▸ ASSIGNED TASK:
The answer should consist of all the records, written out word for word.

─── PROVIDED RECORDS ───

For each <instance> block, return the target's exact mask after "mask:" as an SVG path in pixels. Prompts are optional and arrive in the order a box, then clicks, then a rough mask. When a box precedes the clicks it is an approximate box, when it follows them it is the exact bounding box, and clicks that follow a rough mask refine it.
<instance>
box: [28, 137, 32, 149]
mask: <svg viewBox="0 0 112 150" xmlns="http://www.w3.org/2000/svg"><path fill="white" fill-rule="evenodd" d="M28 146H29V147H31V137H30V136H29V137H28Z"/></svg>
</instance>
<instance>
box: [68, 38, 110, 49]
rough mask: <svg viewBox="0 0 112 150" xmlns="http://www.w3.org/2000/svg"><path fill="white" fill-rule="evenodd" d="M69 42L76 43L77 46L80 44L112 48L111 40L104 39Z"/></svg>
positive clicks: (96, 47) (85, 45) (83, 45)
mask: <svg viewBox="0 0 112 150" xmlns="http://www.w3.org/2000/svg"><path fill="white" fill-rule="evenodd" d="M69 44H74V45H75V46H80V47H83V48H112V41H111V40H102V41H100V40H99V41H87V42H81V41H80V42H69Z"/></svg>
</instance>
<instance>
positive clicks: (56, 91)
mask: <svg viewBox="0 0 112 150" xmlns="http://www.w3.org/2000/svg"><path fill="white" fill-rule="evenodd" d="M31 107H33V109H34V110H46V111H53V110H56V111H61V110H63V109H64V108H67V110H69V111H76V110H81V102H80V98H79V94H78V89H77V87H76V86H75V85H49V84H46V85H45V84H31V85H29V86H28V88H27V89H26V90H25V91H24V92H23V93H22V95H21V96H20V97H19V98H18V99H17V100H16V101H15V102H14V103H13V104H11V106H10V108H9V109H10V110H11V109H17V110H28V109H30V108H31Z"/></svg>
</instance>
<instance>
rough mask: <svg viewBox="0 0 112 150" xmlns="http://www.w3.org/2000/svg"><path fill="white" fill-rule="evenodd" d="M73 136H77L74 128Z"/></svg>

───

▸ ANSWER TO THE EXERCISE:
For each <instance> block, return the target's exact mask after "mask:" as an SVG path in pixels. Prompts are optional and arrive in the order a box, then clicks, then a rough mask. When a box precedes the clicks it is an approximate box, when it follows them it is the exact bounding box, and clicks that follow a rough mask refine it.
<instance>
box: [28, 137, 32, 149]
mask: <svg viewBox="0 0 112 150" xmlns="http://www.w3.org/2000/svg"><path fill="white" fill-rule="evenodd" d="M28 146H29V147H31V137H30V136H29V137H28Z"/></svg>
</instance>
<instance>
box: [68, 38, 110, 49]
rough mask: <svg viewBox="0 0 112 150" xmlns="http://www.w3.org/2000/svg"><path fill="white" fill-rule="evenodd" d="M69 42L76 43L77 46L80 44L112 48L111 40L104 39Z"/></svg>
positive clicks: (96, 47) (85, 45) (83, 45)
mask: <svg viewBox="0 0 112 150" xmlns="http://www.w3.org/2000/svg"><path fill="white" fill-rule="evenodd" d="M69 44H74V45H75V46H80V47H83V48H112V41H111V40H102V41H100V40H99V41H87V42H81V41H80V42H69Z"/></svg>
</instance>
<instance>
positive clicks: (56, 91)
mask: <svg viewBox="0 0 112 150" xmlns="http://www.w3.org/2000/svg"><path fill="white" fill-rule="evenodd" d="M31 107H33V109H34V110H46V111H53V110H56V111H61V110H63V109H64V108H67V110H69V111H76V110H81V102H80V98H79V94H78V89H77V87H76V86H75V85H49V84H46V85H45V84H31V85H29V86H28V88H27V89H26V90H25V91H24V92H23V93H22V95H21V96H20V97H19V98H18V99H17V100H16V101H15V102H14V103H13V104H11V106H10V108H9V109H10V110H11V109H17V110H28V109H30V108H31Z"/></svg>
</instance>
<instance>
rough mask: <svg viewBox="0 0 112 150" xmlns="http://www.w3.org/2000/svg"><path fill="white" fill-rule="evenodd" d="M73 136H77L74 128Z"/></svg>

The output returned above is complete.